* _Instructions to follow_
Give the entries below again exactly. Their pictures are not needed.

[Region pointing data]
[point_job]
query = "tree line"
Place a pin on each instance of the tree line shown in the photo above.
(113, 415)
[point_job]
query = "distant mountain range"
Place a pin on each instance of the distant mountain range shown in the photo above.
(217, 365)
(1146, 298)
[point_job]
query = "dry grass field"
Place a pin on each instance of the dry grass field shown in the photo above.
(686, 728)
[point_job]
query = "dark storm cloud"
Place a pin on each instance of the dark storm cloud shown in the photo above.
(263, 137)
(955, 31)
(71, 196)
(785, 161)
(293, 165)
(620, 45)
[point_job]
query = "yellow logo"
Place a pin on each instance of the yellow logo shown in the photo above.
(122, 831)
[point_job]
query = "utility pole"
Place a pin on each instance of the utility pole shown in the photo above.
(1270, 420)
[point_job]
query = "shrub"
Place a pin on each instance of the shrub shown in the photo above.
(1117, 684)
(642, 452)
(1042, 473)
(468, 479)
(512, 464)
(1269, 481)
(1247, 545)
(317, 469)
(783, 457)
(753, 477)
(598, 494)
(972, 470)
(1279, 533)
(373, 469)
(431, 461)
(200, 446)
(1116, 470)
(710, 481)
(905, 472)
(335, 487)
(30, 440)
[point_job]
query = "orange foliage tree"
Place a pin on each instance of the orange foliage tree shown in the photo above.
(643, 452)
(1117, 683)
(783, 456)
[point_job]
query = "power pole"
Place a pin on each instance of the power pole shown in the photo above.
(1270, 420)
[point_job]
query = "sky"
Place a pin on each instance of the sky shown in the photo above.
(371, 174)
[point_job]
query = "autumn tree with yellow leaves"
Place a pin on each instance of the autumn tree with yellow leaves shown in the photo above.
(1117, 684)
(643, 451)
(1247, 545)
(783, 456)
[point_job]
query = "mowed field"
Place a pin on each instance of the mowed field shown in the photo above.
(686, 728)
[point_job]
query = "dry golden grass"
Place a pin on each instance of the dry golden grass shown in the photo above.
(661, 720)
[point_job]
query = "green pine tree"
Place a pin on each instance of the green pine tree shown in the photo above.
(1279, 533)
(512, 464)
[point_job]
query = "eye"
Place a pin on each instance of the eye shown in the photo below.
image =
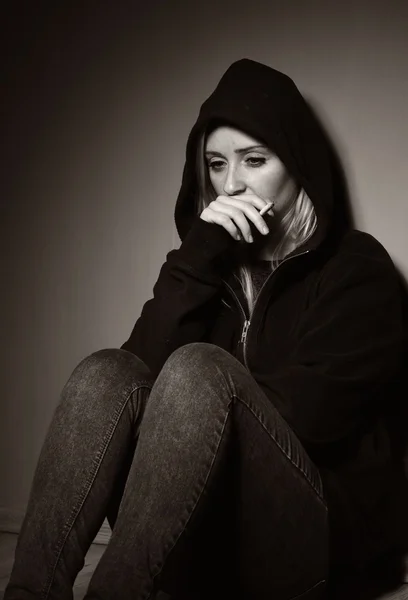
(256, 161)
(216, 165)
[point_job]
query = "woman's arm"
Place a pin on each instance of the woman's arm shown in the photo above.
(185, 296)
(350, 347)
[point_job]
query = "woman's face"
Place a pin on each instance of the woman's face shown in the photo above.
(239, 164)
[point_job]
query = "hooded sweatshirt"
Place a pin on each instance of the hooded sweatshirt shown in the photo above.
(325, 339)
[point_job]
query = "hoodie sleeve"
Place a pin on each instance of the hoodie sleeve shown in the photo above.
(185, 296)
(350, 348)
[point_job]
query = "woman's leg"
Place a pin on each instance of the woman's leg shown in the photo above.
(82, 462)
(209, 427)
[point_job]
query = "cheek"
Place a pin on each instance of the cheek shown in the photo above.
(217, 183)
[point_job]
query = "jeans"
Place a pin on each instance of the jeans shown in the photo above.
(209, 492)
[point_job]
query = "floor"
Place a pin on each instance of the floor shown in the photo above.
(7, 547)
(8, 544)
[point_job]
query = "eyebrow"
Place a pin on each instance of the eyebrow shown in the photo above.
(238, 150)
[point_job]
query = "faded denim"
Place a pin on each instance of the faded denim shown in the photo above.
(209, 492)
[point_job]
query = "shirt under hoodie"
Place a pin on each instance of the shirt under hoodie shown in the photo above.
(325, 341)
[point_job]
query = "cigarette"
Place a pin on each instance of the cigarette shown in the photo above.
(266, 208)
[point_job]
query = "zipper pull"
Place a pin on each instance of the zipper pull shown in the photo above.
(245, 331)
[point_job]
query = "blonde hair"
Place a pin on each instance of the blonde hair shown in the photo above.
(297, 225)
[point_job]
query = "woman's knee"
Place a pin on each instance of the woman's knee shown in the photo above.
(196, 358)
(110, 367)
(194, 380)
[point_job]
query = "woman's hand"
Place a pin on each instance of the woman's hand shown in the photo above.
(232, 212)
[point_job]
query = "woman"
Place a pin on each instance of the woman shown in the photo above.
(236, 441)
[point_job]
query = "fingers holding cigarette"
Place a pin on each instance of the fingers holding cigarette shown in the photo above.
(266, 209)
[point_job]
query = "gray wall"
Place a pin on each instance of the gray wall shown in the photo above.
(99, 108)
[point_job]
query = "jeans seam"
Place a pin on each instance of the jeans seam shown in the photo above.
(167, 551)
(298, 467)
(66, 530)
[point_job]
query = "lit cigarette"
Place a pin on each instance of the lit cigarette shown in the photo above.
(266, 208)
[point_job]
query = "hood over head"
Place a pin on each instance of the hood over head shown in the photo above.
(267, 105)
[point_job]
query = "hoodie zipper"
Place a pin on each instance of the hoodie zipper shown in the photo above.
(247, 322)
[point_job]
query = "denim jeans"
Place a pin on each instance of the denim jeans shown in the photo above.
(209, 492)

* _Solution for this problem_
[point_job]
query = "tree line"
Place a pin on each instance of the tree line shown in the photo above.
(113, 415)
[point_job]
query = "distant mountain range"
Place a pin on each instance of the distant mountain range shown in the photo above.
(217, 365)
(1146, 298)
[point_job]
query = "dry grass field"
Place a pin on each instance of the dry grass field shown in the photo above.
(686, 728)
[point_job]
query = "dark storm cloud"
Place a pin on each instance of the dark storm cloud shown in the photo above.
(263, 137)
(955, 31)
(71, 196)
(785, 161)
(293, 165)
(620, 45)
[point_job]
query = "yellow logo"
Place a pin on each instance of the yellow logo shown in the photo above.
(122, 831)
[point_job]
query = "utility pole"
Place a pin on each instance of the utility pole shown in the photo above.
(1270, 420)
[point_job]
query = "shrub"
Place a pin on each instance of the shrub shown in the photo above.
(1117, 684)
(642, 452)
(1042, 473)
(468, 479)
(512, 464)
(1269, 481)
(1247, 545)
(317, 469)
(783, 457)
(753, 477)
(598, 494)
(972, 470)
(1279, 533)
(373, 469)
(431, 461)
(200, 446)
(1116, 470)
(710, 481)
(905, 472)
(335, 487)
(30, 440)
[point_job]
query = "orange foliage tree"
Place a pin on each instance of the orange foliage tree shown in the photo above.
(643, 452)
(1117, 683)
(783, 456)
[point_job]
query = "power pole"
Place a pin on each instance of the power pole shown in the photo above.
(1270, 420)
[point_job]
query = "sky"
Place a pin on each instance of the sky shown in the photo above.
(371, 174)
[point_job]
query = "autumn tree with yellow leaves"
Place a pin on each instance of the autumn tree with yellow leaves shown in the photo above.
(1117, 684)
(643, 451)
(1247, 545)
(783, 456)
[point_job]
query = "mowed field"
Place a pin on each instance of the mowed field shown in the photo above.
(686, 728)
[point_job]
query = "dry golden grass"
Place a pin on each instance of the dry golden grass shown in the photo above.
(661, 720)
[point_job]
query = "green pine tree"
Place a pin on each instance of the green pine tree shown in the photo above.
(1279, 533)
(512, 464)
[point_job]
query = "eye"
Place a pin on each instance of the eye shown in the photo below.
image =
(256, 161)
(216, 165)
[point_job]
query = "woman's arm"
Place a pin on each instance of the woman's arm shown in the photo above.
(185, 296)
(350, 347)
[point_job]
query = "woman's face"
Place a pin on each instance of the woman's face shown in the photo above.
(239, 164)
[point_job]
query = "hooded sweatshirt"
Place a pin on each instance of the hooded sweatshirt shown in the photo above.
(325, 339)
[point_job]
query = "hoodie sleeve"
Place a pin on each instance of the hoodie sleeve shown in the photo above.
(185, 296)
(350, 348)
[point_job]
query = "woman's leg"
Place a pin on each instance of the woman's leg shown in the photo above.
(82, 462)
(209, 427)
[point_job]
query = "cheek"
Place a pin on each instance of the cheek shown in the photo above.
(217, 183)
[point_job]
query = "jeans"
Place a pin on each instance of the jeans shown in the photo above.
(209, 492)
[point_job]
query = "floor"
Place a pin on each instance of the floor shown in the photo above.
(7, 547)
(8, 544)
[point_job]
query = "eyebrow"
Place a pin on each instance of the eyebrow shown in the photo above.
(238, 150)
[point_job]
query = "faded denim"
Place a pin on each instance of the faded denim shown in the photo above.
(209, 492)
[point_job]
query = "shirt under hoodie"
Place a pin on each instance of the shirt under hoodie shown in the photo above.
(325, 341)
[point_job]
query = "cigarette"
Place a pin on each instance of the cigarette shown in the photo above.
(266, 208)
[point_job]
query = "zipper pull"
Place a pin on each instance of the zipper pull shown in the photo above.
(245, 331)
[point_job]
query = "blonde hair"
Place a pin on each instance of the blonde hair shown in the photo above.
(297, 225)
[point_job]
query = "woman's knee"
Place a pin on each instance of the woman's knee shown in the photo above.
(196, 358)
(110, 367)
(194, 380)
[point_job]
query = "woman's hand"
Place a pin on each instance of the woman's hand shown in the photo above.
(232, 212)
[point_job]
query = "woman"
Place a pin on each instance of the woman shown in the photo above.
(236, 441)
[point_job]
query = "fingers holding cigarette"
Place a pin on each instance of the fingers holding cigarette shown in the photo above.
(266, 209)
[point_job]
query = "gray wall"
Place a pin on each instance of the gray wall shown in the photo above.
(99, 108)
[point_job]
query = "jeans seam"
Place a pin on each instance of the jeans seam shown in the photo above.
(167, 551)
(298, 467)
(66, 530)
[point_job]
query = "lit cigarette"
Place a pin on each instance of the lit cigarette shown in the photo above.
(266, 208)
[point_job]
query = "hood over head"
Place a pin on each instance of the hood over head shown in the photo above.
(267, 105)
[point_job]
query = "hoodie zipper"
Place a pin on each instance of the hoodie zipper shown in the photo above.
(247, 322)
[point_job]
query = "denim jeans"
Place a pin on each instance of the denim jeans shown in the photo above.
(209, 492)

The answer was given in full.